§ Assigned task
Wherever "white" shows up in the records below, copy the whole line.

Collected data entries
-- Opening Marker --

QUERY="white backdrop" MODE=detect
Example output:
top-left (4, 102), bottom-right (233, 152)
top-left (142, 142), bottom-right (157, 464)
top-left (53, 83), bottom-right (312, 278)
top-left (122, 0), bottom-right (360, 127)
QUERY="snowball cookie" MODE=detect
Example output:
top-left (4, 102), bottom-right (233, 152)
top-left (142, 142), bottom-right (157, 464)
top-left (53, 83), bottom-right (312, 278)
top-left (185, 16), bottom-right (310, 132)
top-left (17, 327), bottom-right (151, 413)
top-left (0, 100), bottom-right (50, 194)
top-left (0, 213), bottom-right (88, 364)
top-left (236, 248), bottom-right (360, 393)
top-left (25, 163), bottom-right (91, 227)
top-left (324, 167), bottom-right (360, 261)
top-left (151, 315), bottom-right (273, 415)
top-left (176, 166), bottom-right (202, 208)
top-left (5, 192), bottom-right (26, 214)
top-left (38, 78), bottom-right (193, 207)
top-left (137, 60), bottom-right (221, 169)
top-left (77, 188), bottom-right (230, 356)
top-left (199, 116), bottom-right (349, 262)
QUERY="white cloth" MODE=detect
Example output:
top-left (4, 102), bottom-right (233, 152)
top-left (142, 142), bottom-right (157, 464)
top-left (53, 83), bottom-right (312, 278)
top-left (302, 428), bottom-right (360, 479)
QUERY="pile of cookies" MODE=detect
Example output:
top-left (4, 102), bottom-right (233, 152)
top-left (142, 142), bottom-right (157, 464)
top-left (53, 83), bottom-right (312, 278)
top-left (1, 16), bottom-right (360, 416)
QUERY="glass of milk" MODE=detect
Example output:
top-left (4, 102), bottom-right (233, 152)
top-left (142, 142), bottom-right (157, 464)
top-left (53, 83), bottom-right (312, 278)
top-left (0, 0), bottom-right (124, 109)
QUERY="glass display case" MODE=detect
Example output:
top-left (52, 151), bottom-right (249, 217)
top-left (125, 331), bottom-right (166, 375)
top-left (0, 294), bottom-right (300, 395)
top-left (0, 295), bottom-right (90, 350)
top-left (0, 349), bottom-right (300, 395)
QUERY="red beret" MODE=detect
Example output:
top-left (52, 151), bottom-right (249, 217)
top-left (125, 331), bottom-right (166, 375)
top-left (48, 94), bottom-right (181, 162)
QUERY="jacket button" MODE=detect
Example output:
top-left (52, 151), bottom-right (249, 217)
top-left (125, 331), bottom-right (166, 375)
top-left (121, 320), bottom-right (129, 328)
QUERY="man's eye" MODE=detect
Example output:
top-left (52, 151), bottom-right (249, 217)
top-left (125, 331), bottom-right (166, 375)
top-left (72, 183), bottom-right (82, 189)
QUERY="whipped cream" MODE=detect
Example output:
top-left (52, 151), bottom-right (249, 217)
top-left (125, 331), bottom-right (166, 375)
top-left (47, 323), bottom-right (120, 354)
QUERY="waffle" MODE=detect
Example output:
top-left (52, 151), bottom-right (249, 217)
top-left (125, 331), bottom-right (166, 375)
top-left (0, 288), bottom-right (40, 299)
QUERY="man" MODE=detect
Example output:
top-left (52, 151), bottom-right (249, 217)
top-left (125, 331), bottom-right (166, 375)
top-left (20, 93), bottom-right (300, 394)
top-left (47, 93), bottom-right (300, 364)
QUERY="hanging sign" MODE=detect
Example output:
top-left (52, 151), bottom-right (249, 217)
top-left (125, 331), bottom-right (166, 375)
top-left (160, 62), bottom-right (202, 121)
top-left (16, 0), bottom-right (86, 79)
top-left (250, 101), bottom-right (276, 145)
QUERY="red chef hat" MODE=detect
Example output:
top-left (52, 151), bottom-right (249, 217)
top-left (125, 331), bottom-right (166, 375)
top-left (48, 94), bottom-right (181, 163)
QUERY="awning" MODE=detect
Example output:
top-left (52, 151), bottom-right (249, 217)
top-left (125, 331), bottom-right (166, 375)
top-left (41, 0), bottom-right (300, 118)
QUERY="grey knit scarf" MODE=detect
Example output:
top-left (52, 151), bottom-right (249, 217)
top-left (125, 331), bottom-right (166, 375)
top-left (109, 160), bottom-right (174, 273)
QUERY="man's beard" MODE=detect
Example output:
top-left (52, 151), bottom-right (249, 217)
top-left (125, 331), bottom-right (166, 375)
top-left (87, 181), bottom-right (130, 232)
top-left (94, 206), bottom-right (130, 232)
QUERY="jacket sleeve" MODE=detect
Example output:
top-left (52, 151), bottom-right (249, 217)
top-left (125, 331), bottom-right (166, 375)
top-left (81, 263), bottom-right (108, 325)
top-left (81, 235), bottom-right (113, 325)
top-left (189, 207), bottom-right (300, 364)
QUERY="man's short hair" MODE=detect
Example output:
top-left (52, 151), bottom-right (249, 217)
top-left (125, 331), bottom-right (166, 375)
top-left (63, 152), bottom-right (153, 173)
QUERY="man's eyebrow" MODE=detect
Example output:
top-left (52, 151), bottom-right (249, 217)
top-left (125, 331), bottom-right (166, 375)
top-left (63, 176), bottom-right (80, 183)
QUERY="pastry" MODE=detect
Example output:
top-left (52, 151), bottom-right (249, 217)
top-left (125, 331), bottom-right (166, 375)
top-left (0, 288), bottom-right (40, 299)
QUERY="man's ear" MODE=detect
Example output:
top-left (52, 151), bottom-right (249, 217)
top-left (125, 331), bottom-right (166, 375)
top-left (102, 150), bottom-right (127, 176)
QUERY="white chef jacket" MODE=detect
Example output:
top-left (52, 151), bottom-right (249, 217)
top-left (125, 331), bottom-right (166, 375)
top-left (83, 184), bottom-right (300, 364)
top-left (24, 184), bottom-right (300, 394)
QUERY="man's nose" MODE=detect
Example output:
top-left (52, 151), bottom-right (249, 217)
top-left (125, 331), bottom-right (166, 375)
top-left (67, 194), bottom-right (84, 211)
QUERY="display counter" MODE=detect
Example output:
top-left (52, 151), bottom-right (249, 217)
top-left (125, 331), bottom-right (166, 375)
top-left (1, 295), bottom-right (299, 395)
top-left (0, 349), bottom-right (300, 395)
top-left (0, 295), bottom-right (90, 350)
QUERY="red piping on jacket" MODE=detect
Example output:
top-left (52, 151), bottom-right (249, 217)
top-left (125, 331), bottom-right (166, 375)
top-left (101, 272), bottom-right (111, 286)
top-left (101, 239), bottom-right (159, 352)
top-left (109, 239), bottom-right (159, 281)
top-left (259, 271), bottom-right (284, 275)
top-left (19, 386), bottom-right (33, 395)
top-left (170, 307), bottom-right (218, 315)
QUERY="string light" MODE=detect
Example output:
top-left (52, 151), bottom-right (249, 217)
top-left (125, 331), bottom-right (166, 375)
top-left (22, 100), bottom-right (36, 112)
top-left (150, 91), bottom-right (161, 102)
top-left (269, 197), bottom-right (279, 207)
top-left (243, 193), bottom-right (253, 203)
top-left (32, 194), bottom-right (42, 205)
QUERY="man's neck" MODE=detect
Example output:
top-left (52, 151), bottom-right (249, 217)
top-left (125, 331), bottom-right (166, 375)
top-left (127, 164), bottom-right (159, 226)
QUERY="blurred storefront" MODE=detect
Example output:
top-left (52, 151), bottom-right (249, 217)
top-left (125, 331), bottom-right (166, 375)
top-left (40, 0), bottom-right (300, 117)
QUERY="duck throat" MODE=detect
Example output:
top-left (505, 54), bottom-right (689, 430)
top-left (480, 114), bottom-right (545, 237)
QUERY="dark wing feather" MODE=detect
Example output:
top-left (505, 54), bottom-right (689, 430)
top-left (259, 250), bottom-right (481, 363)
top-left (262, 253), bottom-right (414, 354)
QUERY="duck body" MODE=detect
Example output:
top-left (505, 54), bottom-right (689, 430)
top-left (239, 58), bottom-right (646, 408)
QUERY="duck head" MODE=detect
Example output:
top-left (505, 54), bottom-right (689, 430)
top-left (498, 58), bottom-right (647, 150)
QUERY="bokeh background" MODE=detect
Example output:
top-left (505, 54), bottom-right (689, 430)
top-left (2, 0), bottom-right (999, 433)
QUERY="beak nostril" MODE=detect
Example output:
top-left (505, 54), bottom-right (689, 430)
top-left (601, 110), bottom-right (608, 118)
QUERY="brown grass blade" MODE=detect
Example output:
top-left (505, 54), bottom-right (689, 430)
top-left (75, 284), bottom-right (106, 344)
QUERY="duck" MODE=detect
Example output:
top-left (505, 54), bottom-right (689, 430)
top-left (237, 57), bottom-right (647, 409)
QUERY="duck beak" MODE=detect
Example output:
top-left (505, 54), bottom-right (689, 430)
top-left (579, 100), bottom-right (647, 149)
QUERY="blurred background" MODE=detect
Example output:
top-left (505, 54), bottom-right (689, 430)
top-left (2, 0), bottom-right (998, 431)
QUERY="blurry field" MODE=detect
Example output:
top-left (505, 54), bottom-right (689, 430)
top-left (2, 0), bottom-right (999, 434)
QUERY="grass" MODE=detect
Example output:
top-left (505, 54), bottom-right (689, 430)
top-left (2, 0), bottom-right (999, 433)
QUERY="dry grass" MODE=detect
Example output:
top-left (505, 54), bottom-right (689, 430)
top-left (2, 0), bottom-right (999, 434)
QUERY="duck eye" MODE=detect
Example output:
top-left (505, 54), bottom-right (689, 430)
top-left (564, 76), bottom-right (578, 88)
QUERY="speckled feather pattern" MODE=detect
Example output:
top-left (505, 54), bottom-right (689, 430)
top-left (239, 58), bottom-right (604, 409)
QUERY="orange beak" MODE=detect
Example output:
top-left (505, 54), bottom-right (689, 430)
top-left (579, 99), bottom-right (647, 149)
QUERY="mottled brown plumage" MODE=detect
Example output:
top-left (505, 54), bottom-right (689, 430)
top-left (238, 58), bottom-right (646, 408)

-- Closing Marker --

§ Task response
QUERY="white backdrop" MODE=detect
QUERY="white cloth" MODE=detect
QUERY="white chef jacket" MODE=detect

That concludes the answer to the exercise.